Transcribe the entries that follow, word for word.

[[ INFORMATION GIVEN open ]]

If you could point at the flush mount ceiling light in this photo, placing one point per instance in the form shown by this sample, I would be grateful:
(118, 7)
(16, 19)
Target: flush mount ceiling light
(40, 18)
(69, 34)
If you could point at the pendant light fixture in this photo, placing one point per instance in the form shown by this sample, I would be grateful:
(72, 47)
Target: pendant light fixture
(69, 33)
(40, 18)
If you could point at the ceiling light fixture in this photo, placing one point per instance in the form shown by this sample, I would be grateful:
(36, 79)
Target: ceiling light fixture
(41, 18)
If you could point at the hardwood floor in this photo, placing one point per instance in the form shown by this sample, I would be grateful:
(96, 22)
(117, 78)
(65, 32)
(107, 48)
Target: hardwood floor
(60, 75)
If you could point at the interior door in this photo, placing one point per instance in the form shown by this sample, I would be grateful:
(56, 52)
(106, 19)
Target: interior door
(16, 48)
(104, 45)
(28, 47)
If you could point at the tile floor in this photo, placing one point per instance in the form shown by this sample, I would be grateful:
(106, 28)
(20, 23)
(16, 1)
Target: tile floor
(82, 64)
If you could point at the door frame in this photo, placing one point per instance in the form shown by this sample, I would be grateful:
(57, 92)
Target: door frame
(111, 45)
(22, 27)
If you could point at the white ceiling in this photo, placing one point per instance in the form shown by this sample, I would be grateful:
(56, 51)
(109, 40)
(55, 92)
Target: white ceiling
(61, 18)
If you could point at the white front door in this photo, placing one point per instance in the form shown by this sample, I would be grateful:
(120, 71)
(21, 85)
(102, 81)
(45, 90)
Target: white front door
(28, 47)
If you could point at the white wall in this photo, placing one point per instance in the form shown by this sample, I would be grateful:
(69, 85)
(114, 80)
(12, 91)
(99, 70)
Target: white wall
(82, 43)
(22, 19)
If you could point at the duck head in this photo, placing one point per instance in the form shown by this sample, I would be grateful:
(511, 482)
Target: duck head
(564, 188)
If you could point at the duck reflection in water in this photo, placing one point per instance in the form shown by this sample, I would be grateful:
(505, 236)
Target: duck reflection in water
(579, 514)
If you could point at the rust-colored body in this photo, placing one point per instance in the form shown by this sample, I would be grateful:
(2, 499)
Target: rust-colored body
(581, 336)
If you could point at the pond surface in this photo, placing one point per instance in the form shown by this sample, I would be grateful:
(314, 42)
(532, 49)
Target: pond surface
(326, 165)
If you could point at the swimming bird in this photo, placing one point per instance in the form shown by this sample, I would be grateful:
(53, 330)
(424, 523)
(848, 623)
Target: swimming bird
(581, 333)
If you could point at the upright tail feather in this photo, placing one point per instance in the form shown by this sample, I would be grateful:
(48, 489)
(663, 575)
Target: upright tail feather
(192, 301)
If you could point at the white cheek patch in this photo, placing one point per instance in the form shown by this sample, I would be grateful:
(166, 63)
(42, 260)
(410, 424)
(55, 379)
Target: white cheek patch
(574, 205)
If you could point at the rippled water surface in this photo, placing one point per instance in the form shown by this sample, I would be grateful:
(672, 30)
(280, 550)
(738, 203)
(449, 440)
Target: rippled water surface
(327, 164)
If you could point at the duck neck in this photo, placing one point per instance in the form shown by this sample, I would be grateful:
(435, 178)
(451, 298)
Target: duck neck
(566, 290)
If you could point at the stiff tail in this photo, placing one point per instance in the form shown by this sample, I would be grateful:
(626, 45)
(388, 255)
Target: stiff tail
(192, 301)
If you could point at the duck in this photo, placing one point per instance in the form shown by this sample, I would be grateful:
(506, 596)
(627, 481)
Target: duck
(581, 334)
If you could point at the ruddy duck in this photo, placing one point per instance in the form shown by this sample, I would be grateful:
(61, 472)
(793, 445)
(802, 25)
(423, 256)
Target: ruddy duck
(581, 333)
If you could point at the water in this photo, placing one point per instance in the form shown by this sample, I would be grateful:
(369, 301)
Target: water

[[ INFORMATION GIVEN closed ]]

RESULT
If you could point at the flush mount ceiling light in this photo, placing one point per instance in the form shown by this sample, I would be grateful:
(118, 7)
(16, 19)
Target: flush mount ceiling light
(40, 18)
(69, 34)
If you could point at the pendant light fixture in this photo, placing one point per instance in the form shown by this sample, I would be grateful:
(72, 47)
Target: pendant light fixture
(69, 33)
(40, 18)
If you could point at the ceiling light fixture in this photo, placing one point per instance in the form shown by this sample, I would be grateful:
(36, 79)
Target: ceiling light fixture
(41, 18)
If you could point at the hardwood floor in this photo, placing one point per instance in the form shown by this sample, I would be grateful:
(96, 22)
(117, 78)
(65, 32)
(107, 48)
Target: hardwood floor
(60, 75)
If you could point at the interior door in this photo, placing one point per instance in the form shown by this sample, I would be grateful:
(56, 52)
(106, 19)
Target: interior door
(16, 48)
(104, 45)
(28, 47)
If you could point at the tile floor in this photo, placing one point per instance in the form shown by this sample, I would be grateful:
(106, 28)
(20, 23)
(16, 1)
Target: tile floor
(82, 64)
If you could point at the door frame in this photo, placing one point per instance in the form shown by this sample, I would be grateful:
(57, 92)
Target: door frame
(111, 45)
(22, 27)
If you could point at the white ceiling in this photo, placing one point per instance in the form shown by this sample, I would be grateful:
(56, 51)
(109, 40)
(55, 92)
Target: white ceiling
(61, 18)
If you could point at the white front door in this photo, placing one point per instance in the form shown by this sample, I would be grateful:
(120, 71)
(21, 85)
(102, 81)
(45, 90)
Target: white front door
(28, 47)
If you could point at the white wall in this photo, placing one point per instance in the form shown by this sample, I would be grateful:
(69, 85)
(114, 80)
(12, 91)
(99, 70)
Target: white wall
(82, 43)
(22, 19)
If you could point at the duck head in this photo, placing one point per instance in the form shown by this sample, I would be grateful:
(511, 482)
Target: duck head
(564, 188)
If you could point at the duck reflection in water in this photo, placing one point per instance in the form shown by this sample, I would be grateful:
(505, 236)
Target: duck reflection in water
(579, 514)
If you could point at the rust-colored body in this photo, placing one point per instance in the form shown by this sample, I would be grateful:
(2, 499)
Target: rust-colored body
(581, 336)
If you could point at the pond surface in this photo, placing one point per instance in the form shown by this sample, I would be grateful:
(314, 42)
(532, 49)
Target: pond surface
(326, 165)
If you could point at the swimming bird in this photo, placing one point per instance in the form shown by this sample, I would be grateful:
(53, 330)
(424, 523)
(848, 623)
Target: swimming bird
(581, 333)
If you could point at the upright tail feather in this photo, placing one point per instance in the form shown by this sample, I would be grateful:
(48, 489)
(663, 575)
Target: upright tail feather
(192, 301)
If you could point at the white cheek patch in this photo, placing one point per instance in the form shown by this sample, I would be grateful:
(166, 63)
(42, 260)
(410, 424)
(55, 379)
Target: white cheek patch
(574, 205)
If you could point at the rippled water surface in this photo, placing one point per instance in the form shown by this sample, I would be grateful:
(672, 30)
(280, 550)
(738, 203)
(449, 440)
Target: rippled water surface
(327, 164)
If you could point at the duck neck in this photo, placing one point per instance in the form shown by this sample, I would be grateful:
(435, 178)
(451, 298)
Target: duck neck
(566, 290)
If you could point at the stiff tail in this photo, placing one point per instance in the form shown by this sample, I would be grateful:
(626, 45)
(388, 255)
Target: stiff tail
(192, 301)
If you could point at the duck in this photo, placing one point per instance in the form shown by this sample, I would be grateful:
(506, 596)
(627, 481)
Target: duck
(581, 334)
If you could point at the ruddy duck in this photo, placing one point per instance in the form shown by this sample, I would be grateful:
(61, 472)
(793, 445)
(802, 25)
(423, 256)
Target: ruddy duck
(581, 333)
If you could point at the water in this photo, placing one point per instance in the form shown by this sample, I would be grateful:
(369, 301)
Target: water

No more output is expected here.